→ **WORK TO BE COMPLETED**: Rewrite the material from the line containing "the tree branch" through the end of the material, inclusive. Switch "lizard" to "gecko" and leave everything else unchanged.

(Saved entries)
============

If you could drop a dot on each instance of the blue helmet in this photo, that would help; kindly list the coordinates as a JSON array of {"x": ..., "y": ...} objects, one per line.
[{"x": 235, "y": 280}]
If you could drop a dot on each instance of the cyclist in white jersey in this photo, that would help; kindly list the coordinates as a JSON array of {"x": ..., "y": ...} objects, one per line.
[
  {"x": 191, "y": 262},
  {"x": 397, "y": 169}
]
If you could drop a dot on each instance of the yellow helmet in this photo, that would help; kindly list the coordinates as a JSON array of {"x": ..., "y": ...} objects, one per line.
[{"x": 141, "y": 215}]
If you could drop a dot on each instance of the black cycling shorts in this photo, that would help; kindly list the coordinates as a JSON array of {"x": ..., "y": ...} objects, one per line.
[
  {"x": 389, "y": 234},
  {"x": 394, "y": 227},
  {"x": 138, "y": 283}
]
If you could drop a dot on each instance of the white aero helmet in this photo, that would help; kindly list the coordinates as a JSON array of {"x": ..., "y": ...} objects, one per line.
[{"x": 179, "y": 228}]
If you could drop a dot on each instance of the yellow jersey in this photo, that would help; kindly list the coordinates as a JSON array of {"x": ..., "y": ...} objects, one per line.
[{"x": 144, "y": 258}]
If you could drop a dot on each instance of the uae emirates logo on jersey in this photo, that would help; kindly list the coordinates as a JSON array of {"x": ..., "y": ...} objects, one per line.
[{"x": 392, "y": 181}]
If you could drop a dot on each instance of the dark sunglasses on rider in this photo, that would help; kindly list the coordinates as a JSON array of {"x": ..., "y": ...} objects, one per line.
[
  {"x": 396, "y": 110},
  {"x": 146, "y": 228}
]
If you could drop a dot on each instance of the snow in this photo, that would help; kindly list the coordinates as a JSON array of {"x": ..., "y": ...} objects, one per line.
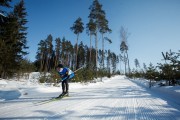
[{"x": 116, "y": 98}]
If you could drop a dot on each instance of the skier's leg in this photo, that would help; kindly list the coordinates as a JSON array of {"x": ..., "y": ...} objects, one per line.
[
  {"x": 67, "y": 86},
  {"x": 63, "y": 87}
]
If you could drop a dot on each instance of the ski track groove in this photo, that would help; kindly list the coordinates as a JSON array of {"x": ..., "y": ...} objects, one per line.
[{"x": 126, "y": 102}]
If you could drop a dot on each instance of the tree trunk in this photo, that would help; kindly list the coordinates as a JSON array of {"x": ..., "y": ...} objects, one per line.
[
  {"x": 103, "y": 51},
  {"x": 90, "y": 49},
  {"x": 77, "y": 49}
]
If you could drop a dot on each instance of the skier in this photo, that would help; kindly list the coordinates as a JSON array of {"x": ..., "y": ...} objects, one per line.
[{"x": 66, "y": 74}]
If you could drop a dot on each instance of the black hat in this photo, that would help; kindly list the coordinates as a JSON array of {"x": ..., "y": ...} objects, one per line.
[{"x": 60, "y": 66}]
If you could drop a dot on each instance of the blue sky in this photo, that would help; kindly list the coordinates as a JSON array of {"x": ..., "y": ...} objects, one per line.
[{"x": 153, "y": 25}]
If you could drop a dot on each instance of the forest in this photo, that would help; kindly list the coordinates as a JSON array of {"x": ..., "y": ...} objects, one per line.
[{"x": 95, "y": 63}]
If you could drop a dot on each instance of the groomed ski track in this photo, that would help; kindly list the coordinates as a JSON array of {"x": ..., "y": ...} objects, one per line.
[{"x": 116, "y": 99}]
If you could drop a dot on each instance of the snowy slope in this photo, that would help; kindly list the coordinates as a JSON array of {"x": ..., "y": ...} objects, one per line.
[{"x": 116, "y": 99}]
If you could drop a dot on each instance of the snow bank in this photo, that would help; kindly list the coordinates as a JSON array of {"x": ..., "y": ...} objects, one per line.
[{"x": 169, "y": 92}]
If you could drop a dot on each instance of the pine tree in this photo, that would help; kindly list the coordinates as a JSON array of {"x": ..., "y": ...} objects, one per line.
[
  {"x": 91, "y": 27},
  {"x": 124, "y": 48},
  {"x": 77, "y": 28},
  {"x": 96, "y": 14}
]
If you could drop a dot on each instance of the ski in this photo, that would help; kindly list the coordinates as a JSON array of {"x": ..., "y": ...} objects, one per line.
[{"x": 50, "y": 100}]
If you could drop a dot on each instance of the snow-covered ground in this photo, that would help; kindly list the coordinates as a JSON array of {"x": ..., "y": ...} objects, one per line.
[{"x": 117, "y": 98}]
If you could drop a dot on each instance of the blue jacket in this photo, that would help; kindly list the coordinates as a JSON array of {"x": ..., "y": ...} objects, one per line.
[{"x": 64, "y": 74}]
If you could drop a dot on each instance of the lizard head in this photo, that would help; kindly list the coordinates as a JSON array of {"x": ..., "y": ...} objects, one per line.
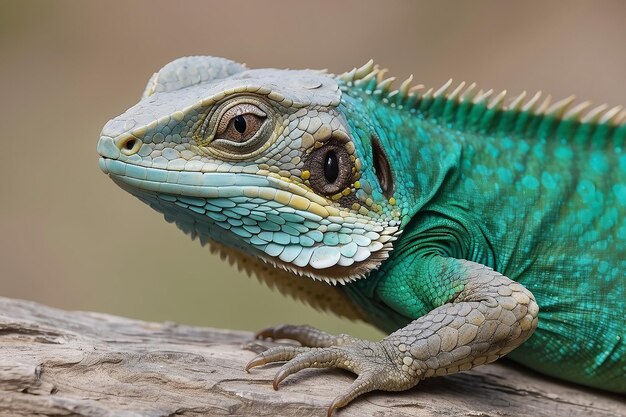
[{"x": 263, "y": 162}]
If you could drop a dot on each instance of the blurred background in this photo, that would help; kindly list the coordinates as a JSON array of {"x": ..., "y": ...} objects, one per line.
[{"x": 70, "y": 238}]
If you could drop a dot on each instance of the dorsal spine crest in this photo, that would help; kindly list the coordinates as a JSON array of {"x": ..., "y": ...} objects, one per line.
[{"x": 464, "y": 108}]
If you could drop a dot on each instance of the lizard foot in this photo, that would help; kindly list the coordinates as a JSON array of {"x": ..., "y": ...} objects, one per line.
[{"x": 372, "y": 361}]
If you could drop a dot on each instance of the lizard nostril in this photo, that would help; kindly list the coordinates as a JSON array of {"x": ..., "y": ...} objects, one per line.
[{"x": 129, "y": 145}]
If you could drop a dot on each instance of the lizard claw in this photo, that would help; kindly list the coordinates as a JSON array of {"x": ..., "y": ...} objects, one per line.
[{"x": 369, "y": 360}]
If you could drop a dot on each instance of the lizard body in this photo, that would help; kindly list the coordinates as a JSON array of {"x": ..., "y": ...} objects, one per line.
[{"x": 440, "y": 217}]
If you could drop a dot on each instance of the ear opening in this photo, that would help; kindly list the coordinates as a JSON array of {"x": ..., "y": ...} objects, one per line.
[{"x": 382, "y": 167}]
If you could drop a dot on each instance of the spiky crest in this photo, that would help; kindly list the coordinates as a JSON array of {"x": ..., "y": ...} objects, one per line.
[{"x": 484, "y": 113}]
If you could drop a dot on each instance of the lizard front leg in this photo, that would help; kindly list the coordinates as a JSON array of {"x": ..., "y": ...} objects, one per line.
[{"x": 488, "y": 316}]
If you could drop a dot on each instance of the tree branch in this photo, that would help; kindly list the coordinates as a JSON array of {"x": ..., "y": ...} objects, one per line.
[{"x": 59, "y": 363}]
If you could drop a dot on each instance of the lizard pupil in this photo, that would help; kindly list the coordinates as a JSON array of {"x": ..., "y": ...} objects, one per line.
[
  {"x": 331, "y": 166},
  {"x": 240, "y": 124}
]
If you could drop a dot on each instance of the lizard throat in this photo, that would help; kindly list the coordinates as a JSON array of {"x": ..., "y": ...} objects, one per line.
[{"x": 242, "y": 216}]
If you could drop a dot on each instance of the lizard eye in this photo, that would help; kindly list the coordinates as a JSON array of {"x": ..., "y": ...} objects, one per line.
[
  {"x": 240, "y": 123},
  {"x": 238, "y": 129},
  {"x": 330, "y": 167}
]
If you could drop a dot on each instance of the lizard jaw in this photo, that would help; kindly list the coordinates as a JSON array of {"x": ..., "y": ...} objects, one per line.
[{"x": 237, "y": 211}]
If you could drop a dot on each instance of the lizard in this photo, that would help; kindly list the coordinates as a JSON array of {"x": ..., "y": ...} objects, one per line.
[{"x": 465, "y": 228}]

============

→ **WRITTEN RESPONSE**:
If you could drop a dot on each instance of the tree branch in this photo, that would help; kindly list the coordinates as a JSON array of {"x": ..., "y": ...} objects, one per line.
[{"x": 59, "y": 363}]
If you could drop a dot on each instance of the gecko pupil in this photo, that would help; kindly list the coordinates as a JSON array of {"x": ..., "y": ...} objects, one per line.
[
  {"x": 331, "y": 166},
  {"x": 240, "y": 124}
]
If you could drop a dot on each instance of the gecko throat in this photo, that would help; kindly list the coordinates as a JSON array of {"x": ..., "y": ...} objects, one per line.
[{"x": 242, "y": 216}]
If you could drop a dot on each instance of the gecko eye in this photo, that would help; kindly list the coordinates as a JSON array of {"x": ..., "y": ...} objects, one per line.
[
  {"x": 240, "y": 123},
  {"x": 238, "y": 129},
  {"x": 330, "y": 167}
]
If you could drop a dot on each instance of the gecko jaw in this photo, that would help; kindly list the coordinates as a JSON array of {"x": ..., "y": ...} objects, one per line.
[{"x": 237, "y": 211}]
If you could drop a dot on each instance of the gecko in this photo, that would help; kindly list the coordinates as a JSON array of {"x": ..., "y": ...} objects, one per line.
[{"x": 465, "y": 228}]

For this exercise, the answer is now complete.